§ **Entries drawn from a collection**
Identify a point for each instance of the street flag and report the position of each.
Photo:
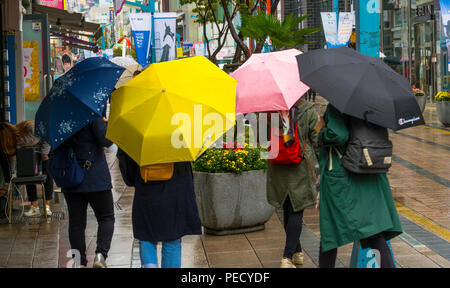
(118, 4)
(329, 21)
(141, 26)
(165, 36)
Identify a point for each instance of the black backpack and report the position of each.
(368, 150)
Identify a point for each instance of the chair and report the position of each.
(16, 182)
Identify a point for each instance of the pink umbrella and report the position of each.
(268, 82)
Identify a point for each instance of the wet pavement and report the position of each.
(420, 183)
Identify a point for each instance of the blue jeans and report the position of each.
(171, 254)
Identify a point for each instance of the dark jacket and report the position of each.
(162, 210)
(88, 145)
(297, 181)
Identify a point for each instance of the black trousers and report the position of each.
(103, 206)
(293, 223)
(376, 242)
(48, 185)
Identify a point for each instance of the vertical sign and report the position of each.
(31, 70)
(165, 36)
(141, 26)
(445, 12)
(369, 22)
(329, 21)
(111, 15)
(52, 3)
(345, 27)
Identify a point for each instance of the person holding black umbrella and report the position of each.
(357, 205)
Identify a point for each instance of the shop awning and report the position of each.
(65, 22)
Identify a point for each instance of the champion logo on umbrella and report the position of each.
(403, 121)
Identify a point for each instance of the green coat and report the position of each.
(352, 206)
(296, 180)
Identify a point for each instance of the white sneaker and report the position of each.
(32, 212)
(47, 209)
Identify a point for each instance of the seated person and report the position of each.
(26, 138)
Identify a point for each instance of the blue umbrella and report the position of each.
(76, 98)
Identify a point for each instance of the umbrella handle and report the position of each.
(365, 115)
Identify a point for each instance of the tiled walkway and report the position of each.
(420, 183)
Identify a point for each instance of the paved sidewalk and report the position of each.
(419, 180)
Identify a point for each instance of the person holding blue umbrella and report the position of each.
(70, 119)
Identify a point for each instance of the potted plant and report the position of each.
(421, 98)
(230, 185)
(443, 107)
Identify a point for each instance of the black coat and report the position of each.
(162, 210)
(88, 144)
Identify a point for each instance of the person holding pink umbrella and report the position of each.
(270, 82)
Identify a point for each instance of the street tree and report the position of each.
(283, 34)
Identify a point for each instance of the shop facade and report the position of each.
(412, 42)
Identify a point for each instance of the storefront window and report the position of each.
(411, 42)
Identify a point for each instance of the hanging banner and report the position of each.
(31, 70)
(329, 21)
(345, 27)
(445, 12)
(141, 26)
(165, 36)
(369, 22)
(118, 4)
(199, 48)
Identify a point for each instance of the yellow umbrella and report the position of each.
(172, 111)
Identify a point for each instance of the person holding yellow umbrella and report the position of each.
(163, 119)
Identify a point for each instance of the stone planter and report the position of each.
(230, 204)
(443, 110)
(422, 100)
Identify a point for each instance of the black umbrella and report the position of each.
(361, 86)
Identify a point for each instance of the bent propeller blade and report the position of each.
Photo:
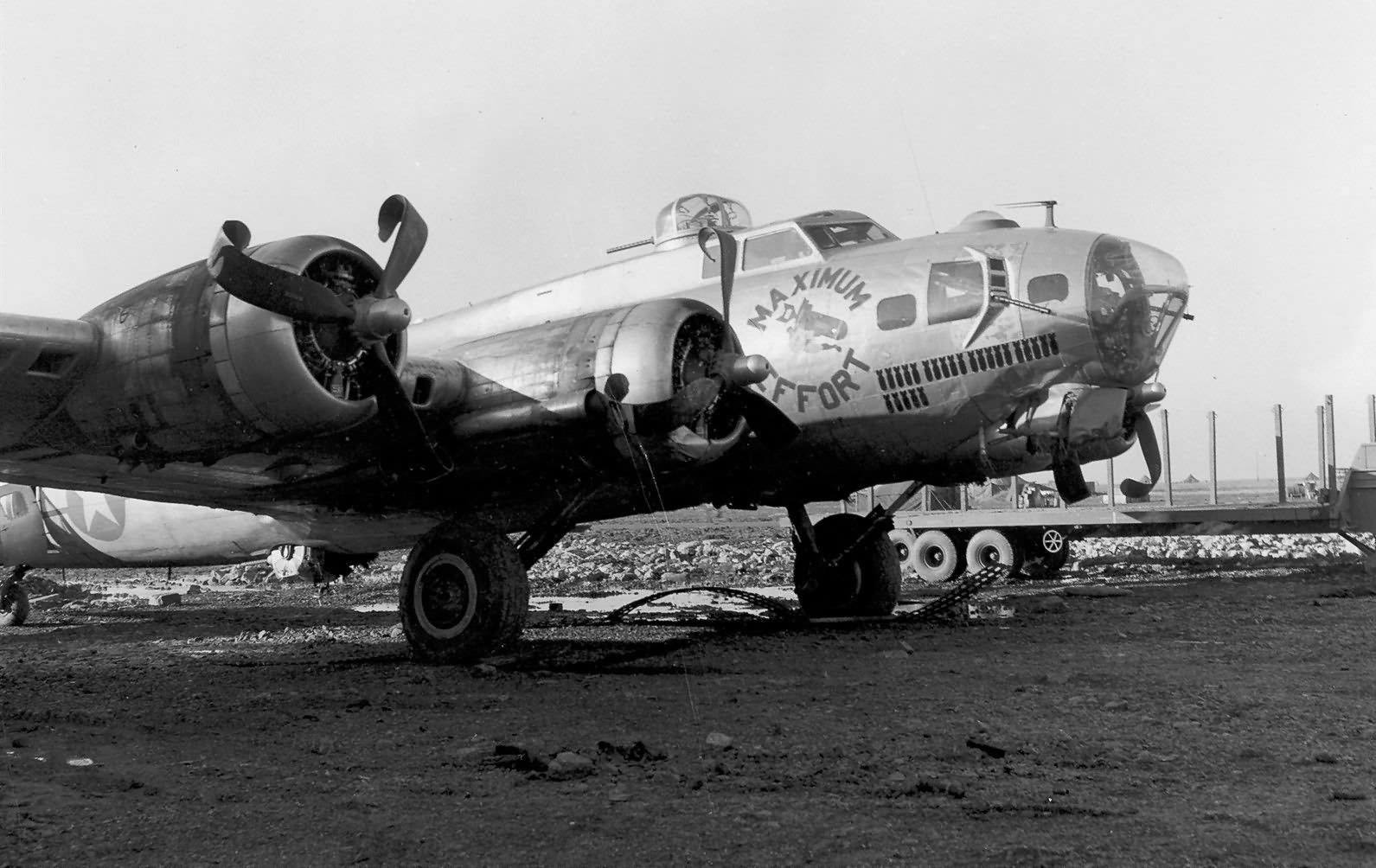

§ **Instruction**
Find each line in the records above that includes the word "umbrella", and copy those lines out.

§ **Answer below**
Identify a point for each instance of the pink umbrella and report the position of each.
Identify a point for each instance of the person holding black umbrella and report the position of each.
Identify a point for each instance of the champion logo on umbrella and report the position of each.
Identify a point for each instance of the blue umbrella and report the position of each.
Identify a point for each instance of the umbrella handle and report the position of each.
Identify a point for each instance of the person holding blue umbrella and report the position of each.
Identify a point for each instance of the person holding pink umbrella and report the position of each.
Identify a point for each instance of the yellow umbrella and report the position of each.
Identify a point for each instance of the person holding yellow umbrella and report the position of each.
Identify a point for each instance of the black umbrella and report the position of each.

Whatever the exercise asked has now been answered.